• **YOUR ASSIGNMENT**:
An exact copy of all the data is required, with pictures left out.

(Saved data entries)
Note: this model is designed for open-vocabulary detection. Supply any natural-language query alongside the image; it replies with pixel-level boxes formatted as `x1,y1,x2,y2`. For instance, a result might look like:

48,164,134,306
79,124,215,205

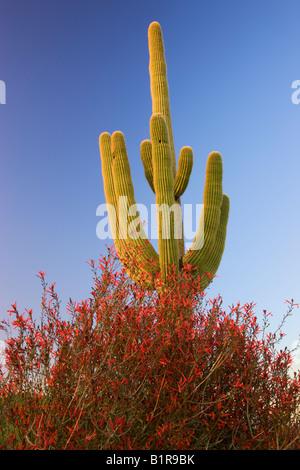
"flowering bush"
0,247,299,450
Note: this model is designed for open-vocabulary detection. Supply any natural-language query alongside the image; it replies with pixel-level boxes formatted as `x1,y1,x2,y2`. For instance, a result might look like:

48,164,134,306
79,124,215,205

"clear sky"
0,0,299,370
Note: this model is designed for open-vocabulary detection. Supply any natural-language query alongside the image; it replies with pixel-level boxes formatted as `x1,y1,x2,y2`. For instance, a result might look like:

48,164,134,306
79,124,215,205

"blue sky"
0,0,299,369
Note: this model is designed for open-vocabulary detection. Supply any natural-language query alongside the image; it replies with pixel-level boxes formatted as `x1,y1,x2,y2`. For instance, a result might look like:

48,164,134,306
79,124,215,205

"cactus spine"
99,21,229,290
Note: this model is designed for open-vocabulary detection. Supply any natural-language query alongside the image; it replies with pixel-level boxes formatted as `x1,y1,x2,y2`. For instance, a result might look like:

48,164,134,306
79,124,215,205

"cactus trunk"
148,21,186,261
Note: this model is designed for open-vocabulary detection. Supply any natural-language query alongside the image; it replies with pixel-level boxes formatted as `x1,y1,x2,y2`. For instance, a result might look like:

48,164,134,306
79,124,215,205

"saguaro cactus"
99,21,229,290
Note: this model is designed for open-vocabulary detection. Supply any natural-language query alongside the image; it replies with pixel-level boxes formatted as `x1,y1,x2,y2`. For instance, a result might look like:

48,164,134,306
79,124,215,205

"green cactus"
99,21,229,289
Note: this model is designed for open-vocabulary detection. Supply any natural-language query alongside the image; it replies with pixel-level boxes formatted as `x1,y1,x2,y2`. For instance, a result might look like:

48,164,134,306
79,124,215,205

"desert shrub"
0,247,299,450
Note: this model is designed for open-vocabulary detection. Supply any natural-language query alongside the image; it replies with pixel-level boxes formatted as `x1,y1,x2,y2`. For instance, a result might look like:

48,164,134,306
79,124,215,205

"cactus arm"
140,139,155,193
99,132,130,271
195,194,230,289
183,151,223,268
150,113,179,278
99,132,119,240
173,146,193,258
99,131,159,288
174,146,193,198
110,131,159,269
99,132,115,206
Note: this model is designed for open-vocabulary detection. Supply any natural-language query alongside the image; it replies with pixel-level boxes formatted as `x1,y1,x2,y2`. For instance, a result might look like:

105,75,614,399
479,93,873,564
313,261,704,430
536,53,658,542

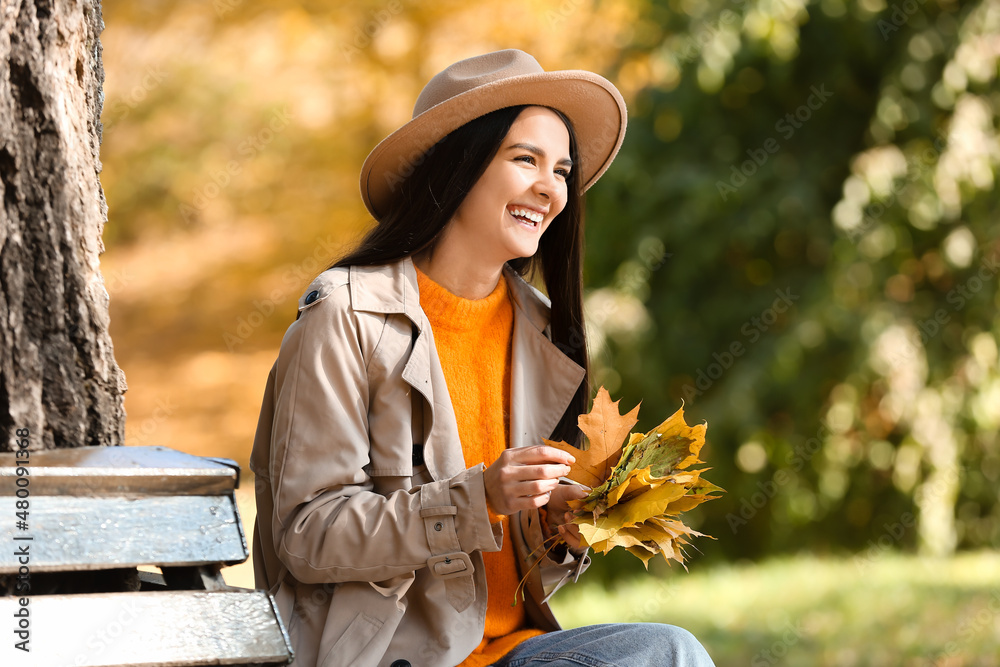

• **OUTPUT OF THE TASK**:
Note: this model is designed for open-vocabulary detection. Supply any natural-language query alongside the image; it replies with pixel-level boxes formatted as `x1,y1,x2,y2`. For instance, a result might look like:

48,164,134,306
79,124,215,205

"flowering bush"
0,247,299,450
Note: this model is designed for open-vocabulary detection. Supply any natural-language query alongside the image; it replies with pixel-level boxes formatted as `x1,y1,x2,y2`. For instance, a result might look like:

48,164,134,306
79,124,215,205

"clear sky"
0,0,299,370
Note: this model is designed for open-vocabulary detection. Supply any natural-language query alongside the image; it replies with pixel-level boxes formatted as `x1,y1,x2,y2`. For instance, a result might look like:

48,164,134,306
79,124,215,205

"blue sky"
0,0,299,369
Note: this model is designed for open-vocabulary detection. Supply any natural-language query alongside the image; it replies with pixel-level boxes formatted as `x1,y1,x2,y2`. For instance, a result might look like:

48,164,134,306
79,124,215,205

"cactus spine"
99,21,229,290
Note: this model is designed for open-vocabulary detection. Supply any natural-language query alongside the image; it replies with pixel-level boxes formatted as `x1,y1,x2,y2`. For instance, a result might look like:

48,164,134,306
79,124,215,205

"cactus trunk"
148,21,186,261
Note: this model is designed for open-vocabulary detection. Supply any natural-language query alongside the image; it replies with pixel-level boxes formatted as `x1,y1,x2,y2`. For instance, a result might look like:

48,164,134,306
79,124,215,205

"saguaro cactus"
99,21,229,290
Note: this model is designed for open-vocabulary detection. Supply any natural-language query alongside the image; it replies with pixel-level boxes formatted as `x1,y1,x2,y2`. For instance, a result might look like:

48,164,134,306
79,124,215,205

"green cactus"
99,21,229,289
Note: this model is designed for open-vocabulary detection. Supply any natural-language query alongside the image; it replies with pixel-level boxes formatted as `x1,y1,x2,y2`. For instance, a result might look like:

48,164,134,306
79,124,215,205

"desert shrub"
0,247,299,450
Note: this model is designed for open-vocabulary detection. Supply any natural-language query alongside the image; it replies with pixel-level boxes formatted as `x1,y1,x2,y2`. For instance, a result might look like:

48,164,134,306
79,124,215,205

"cactus arm"
140,139,155,193
99,132,130,271
195,194,230,289
183,151,223,268
150,113,179,278
99,132,119,240
173,146,193,258
99,131,159,288
174,146,193,198
110,131,159,269
99,132,115,206
Note: this model is designed for open-vocabulary detection. Supply any natural-language query alongside the image; it replies with pixel-level boxes formatted as `x1,y1,x2,y2`. For instance, a result might look like:

105,75,614,399
479,93,873,564
313,261,704,430
536,53,658,542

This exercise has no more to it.